• Exercise requirements
Count the lines in the items below that contain the word "door", and reply with the number alone.
= = =
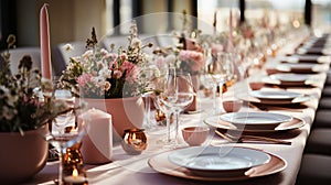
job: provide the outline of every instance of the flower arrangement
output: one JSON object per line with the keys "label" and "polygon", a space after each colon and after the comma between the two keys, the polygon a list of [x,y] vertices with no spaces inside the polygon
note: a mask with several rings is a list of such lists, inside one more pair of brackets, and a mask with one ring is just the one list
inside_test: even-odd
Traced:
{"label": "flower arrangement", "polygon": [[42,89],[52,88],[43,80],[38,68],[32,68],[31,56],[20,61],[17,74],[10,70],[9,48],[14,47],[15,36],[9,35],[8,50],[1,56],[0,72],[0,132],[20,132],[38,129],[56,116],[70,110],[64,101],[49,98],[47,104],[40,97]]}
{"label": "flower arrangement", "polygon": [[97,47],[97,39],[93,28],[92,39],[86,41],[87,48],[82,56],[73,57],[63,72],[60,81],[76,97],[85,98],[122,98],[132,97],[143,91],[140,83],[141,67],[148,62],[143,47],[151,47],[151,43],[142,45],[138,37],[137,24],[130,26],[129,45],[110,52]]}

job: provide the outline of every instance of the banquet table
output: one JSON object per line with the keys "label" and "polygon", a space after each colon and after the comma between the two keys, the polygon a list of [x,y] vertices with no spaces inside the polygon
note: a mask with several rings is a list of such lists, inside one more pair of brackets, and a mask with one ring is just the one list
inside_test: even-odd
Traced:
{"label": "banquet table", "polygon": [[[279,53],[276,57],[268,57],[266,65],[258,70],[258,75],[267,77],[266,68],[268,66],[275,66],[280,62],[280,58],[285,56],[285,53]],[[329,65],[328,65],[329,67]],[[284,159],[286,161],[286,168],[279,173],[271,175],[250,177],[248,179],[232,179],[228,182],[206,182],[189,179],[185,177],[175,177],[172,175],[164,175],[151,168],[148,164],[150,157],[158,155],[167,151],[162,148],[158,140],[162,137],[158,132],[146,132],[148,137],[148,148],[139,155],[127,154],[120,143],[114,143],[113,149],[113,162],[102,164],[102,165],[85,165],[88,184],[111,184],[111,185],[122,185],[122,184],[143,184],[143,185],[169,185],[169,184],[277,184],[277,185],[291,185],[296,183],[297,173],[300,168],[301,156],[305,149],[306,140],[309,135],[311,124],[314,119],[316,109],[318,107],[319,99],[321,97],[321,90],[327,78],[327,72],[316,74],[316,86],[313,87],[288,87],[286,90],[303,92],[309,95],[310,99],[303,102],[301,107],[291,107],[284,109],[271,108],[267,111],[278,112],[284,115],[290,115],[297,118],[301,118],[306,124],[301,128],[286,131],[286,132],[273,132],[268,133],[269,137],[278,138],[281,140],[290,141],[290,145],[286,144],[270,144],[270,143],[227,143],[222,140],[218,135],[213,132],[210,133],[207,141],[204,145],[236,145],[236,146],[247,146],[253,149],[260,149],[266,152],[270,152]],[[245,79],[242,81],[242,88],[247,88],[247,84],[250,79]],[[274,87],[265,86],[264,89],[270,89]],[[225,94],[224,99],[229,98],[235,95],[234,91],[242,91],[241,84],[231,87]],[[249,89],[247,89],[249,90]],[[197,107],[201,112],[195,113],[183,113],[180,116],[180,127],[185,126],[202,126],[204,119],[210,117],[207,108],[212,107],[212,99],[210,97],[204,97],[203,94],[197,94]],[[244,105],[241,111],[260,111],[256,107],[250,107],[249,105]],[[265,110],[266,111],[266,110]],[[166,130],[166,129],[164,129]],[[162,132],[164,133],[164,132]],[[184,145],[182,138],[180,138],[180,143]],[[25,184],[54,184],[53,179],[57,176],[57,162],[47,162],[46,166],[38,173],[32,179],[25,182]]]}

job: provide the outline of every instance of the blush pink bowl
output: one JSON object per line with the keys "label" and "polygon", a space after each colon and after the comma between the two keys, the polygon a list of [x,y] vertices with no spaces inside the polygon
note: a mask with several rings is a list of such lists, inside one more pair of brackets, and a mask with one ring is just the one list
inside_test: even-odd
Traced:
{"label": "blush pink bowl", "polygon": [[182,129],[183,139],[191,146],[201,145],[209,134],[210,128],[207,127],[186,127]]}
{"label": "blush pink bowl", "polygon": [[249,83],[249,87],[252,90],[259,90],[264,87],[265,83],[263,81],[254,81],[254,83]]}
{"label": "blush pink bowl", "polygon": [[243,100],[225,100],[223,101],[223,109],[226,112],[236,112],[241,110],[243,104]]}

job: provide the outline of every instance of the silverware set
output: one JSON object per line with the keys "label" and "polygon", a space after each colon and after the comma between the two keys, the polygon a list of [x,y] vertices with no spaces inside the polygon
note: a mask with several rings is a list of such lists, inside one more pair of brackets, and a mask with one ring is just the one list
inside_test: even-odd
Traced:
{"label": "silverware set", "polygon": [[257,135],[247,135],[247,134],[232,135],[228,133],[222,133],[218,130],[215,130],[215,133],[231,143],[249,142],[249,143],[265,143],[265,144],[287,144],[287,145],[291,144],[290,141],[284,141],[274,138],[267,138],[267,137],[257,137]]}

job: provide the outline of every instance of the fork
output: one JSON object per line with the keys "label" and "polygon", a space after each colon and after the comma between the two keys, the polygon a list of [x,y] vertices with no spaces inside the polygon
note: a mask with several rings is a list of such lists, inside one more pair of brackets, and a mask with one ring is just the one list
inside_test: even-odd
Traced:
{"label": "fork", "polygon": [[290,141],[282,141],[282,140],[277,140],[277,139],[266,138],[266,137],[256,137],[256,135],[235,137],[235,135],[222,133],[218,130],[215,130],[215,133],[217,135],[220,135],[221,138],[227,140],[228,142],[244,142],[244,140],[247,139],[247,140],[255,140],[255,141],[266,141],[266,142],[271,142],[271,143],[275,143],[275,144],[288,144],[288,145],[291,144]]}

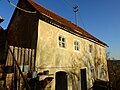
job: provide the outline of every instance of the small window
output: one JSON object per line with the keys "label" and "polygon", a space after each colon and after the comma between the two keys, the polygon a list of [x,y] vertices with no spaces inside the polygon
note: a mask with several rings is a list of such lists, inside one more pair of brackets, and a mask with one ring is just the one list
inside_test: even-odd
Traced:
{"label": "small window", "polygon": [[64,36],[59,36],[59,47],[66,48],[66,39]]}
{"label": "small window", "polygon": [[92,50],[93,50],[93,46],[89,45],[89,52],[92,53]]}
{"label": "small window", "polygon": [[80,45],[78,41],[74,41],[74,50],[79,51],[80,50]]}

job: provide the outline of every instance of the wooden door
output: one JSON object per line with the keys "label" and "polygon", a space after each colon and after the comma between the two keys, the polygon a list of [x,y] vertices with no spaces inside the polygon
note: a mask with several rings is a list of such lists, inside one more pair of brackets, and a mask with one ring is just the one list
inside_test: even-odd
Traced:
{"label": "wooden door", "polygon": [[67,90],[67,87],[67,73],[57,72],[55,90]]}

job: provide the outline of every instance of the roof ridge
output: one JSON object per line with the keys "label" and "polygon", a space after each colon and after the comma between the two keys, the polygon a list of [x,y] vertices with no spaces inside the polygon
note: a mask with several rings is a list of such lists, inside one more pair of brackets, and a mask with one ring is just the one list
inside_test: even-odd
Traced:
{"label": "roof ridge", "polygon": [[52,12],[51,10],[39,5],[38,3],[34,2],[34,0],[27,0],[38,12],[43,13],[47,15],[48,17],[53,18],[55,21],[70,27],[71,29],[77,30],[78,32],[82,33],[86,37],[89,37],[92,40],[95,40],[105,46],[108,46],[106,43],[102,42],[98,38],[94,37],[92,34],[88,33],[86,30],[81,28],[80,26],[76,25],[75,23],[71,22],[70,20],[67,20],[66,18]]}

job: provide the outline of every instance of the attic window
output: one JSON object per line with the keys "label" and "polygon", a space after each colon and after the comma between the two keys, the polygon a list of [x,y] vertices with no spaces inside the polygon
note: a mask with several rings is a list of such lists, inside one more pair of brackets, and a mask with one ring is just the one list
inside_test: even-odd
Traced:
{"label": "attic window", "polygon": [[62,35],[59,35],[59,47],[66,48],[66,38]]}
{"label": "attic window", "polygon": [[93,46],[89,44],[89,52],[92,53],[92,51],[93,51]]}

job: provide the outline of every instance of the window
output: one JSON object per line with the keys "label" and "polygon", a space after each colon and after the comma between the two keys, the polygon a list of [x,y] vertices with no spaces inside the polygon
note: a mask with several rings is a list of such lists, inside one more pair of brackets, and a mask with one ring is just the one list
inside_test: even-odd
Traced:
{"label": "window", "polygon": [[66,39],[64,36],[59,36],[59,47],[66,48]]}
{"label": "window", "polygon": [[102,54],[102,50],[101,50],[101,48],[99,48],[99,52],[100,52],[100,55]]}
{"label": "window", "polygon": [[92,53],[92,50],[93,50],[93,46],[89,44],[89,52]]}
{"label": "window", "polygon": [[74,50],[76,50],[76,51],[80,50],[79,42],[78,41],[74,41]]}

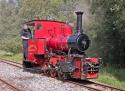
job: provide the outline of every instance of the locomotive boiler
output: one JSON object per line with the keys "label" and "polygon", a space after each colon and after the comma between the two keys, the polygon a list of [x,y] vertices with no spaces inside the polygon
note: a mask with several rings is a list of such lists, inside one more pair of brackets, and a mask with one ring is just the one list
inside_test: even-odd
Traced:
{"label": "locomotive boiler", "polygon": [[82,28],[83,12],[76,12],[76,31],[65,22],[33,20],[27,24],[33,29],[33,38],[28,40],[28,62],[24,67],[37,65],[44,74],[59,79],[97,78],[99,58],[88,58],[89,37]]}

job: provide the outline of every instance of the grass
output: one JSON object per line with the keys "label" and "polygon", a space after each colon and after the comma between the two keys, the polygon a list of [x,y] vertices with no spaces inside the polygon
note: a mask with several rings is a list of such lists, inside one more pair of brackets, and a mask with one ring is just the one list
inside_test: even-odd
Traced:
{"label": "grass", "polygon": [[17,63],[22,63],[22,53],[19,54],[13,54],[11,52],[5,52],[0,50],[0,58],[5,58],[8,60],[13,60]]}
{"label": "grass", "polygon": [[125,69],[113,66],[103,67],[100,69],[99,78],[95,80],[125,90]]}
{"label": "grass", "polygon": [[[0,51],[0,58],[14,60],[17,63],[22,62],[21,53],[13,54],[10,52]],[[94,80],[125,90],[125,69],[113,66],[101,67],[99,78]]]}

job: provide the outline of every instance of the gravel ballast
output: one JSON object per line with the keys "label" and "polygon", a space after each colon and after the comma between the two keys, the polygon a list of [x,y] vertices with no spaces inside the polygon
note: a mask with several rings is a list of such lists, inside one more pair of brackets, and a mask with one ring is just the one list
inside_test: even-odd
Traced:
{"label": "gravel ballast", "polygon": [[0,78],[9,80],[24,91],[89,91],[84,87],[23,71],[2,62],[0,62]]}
= = =
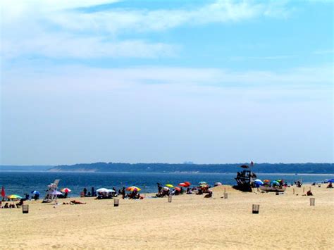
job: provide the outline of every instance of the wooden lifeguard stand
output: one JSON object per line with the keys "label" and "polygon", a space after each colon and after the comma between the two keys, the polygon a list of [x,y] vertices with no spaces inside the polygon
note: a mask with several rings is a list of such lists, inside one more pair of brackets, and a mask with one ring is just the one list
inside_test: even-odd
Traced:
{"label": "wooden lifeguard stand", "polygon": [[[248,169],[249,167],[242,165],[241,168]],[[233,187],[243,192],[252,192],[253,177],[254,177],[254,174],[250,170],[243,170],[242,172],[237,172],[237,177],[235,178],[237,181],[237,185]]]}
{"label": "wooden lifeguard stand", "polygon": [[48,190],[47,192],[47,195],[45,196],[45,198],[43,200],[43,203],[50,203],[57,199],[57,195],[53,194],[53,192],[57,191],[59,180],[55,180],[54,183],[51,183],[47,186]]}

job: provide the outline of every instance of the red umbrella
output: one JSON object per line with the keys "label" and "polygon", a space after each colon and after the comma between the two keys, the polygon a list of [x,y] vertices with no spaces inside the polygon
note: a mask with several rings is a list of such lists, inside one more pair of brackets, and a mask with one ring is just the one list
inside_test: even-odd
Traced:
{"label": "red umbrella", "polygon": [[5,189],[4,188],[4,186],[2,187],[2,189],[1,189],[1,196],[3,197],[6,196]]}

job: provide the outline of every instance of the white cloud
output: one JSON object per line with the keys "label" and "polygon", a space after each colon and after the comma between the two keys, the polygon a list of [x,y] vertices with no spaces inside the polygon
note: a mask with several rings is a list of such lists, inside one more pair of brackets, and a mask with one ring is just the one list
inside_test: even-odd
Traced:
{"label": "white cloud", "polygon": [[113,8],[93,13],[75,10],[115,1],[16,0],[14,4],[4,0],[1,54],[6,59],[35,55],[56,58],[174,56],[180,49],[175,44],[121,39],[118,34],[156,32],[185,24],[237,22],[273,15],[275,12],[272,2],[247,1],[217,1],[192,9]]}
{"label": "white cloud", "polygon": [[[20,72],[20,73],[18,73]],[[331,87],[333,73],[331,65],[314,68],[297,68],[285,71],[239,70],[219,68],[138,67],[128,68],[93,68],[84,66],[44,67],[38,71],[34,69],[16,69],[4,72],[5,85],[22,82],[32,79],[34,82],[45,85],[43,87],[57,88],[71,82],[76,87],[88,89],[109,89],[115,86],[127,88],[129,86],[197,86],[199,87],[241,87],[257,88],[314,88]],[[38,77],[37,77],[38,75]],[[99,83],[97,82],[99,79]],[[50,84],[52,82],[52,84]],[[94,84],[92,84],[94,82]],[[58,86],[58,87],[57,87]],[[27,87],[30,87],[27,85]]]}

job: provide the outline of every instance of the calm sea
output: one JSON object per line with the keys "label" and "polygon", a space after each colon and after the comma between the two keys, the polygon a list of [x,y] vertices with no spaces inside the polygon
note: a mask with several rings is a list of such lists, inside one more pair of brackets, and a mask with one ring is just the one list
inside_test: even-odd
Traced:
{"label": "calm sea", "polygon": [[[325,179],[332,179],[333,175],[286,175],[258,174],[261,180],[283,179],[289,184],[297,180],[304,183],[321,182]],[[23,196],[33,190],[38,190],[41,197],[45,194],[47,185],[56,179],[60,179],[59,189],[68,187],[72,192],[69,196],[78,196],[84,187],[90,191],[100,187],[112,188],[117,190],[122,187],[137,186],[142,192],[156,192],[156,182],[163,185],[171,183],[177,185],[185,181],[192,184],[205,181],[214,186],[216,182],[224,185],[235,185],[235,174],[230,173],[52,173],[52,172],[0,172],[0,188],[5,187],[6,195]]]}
= = =
• Solution for this exercise
2